_Work task_
Write out again, exactly, the lines below starting at the one with "the wooden plank" and ending at the one with "the man's dark".

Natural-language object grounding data

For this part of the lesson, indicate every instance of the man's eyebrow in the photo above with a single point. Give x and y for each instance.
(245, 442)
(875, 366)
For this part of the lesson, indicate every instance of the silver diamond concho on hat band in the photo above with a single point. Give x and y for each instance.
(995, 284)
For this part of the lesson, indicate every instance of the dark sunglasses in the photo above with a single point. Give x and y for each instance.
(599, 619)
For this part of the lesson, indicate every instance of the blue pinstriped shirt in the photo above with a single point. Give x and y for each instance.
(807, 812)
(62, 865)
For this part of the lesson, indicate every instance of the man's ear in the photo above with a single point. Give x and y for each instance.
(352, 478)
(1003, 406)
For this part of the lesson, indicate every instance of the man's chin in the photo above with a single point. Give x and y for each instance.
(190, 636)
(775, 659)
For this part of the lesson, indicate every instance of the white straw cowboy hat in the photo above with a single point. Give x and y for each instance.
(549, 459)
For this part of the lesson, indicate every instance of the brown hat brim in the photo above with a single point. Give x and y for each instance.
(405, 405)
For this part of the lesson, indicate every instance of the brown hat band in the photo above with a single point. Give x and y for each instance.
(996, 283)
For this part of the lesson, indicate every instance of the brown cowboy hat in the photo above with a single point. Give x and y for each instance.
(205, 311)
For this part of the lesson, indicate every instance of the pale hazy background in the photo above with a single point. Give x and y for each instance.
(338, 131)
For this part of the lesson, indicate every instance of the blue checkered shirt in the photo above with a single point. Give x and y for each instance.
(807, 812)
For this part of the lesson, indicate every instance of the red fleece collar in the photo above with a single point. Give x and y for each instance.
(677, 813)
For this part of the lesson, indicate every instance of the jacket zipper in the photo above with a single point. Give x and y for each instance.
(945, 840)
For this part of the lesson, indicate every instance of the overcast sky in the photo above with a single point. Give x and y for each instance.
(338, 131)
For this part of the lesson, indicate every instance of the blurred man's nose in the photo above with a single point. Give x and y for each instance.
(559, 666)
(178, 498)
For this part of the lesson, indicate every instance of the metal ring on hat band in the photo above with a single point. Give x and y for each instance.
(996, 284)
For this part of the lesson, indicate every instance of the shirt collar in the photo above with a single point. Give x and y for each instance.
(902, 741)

...

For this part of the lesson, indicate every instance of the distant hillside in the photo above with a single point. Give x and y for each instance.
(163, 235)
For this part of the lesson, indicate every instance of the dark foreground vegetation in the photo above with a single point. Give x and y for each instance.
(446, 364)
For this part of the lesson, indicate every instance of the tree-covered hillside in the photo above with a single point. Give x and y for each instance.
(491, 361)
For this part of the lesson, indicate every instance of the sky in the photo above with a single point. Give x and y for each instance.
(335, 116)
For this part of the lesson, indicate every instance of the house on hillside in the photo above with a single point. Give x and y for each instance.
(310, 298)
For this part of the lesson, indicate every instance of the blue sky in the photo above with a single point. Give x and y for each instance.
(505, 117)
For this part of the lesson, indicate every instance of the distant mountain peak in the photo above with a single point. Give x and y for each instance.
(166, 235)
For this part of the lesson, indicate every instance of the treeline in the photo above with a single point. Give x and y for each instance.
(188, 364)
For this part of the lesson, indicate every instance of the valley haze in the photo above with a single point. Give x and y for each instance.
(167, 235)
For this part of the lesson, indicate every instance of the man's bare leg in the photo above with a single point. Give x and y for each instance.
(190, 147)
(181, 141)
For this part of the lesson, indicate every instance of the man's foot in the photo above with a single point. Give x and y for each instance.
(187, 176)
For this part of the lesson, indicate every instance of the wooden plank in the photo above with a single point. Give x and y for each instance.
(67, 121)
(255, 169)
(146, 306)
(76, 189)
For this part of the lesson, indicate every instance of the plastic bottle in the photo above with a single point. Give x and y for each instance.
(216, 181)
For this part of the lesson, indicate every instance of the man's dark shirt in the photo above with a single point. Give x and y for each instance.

---

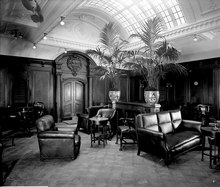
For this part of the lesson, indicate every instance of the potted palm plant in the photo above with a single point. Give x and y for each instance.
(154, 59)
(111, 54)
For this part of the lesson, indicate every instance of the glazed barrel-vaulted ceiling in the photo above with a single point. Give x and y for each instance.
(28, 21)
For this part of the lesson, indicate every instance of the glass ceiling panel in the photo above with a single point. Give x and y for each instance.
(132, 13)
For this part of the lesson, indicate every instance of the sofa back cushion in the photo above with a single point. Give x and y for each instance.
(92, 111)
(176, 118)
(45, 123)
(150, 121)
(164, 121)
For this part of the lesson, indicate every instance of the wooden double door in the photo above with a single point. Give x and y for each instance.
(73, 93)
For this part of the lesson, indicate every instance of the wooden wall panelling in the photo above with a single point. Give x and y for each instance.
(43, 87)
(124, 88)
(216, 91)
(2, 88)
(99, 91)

_Result below_
For this part of the lesson, indicate every instance of the wooden plank in the photo above with a single point. Give x and y for each instance.
(67, 121)
(255, 169)
(146, 306)
(76, 189)
For this part of the lesson, indicate every instance of the plastic bottle in the photo above with a single point. Give x and y for each instance.
(216, 181)
For this part of the lesson, indicate every instance of the man's dark shirt in the photo above with a single point. Give x and y for each instance.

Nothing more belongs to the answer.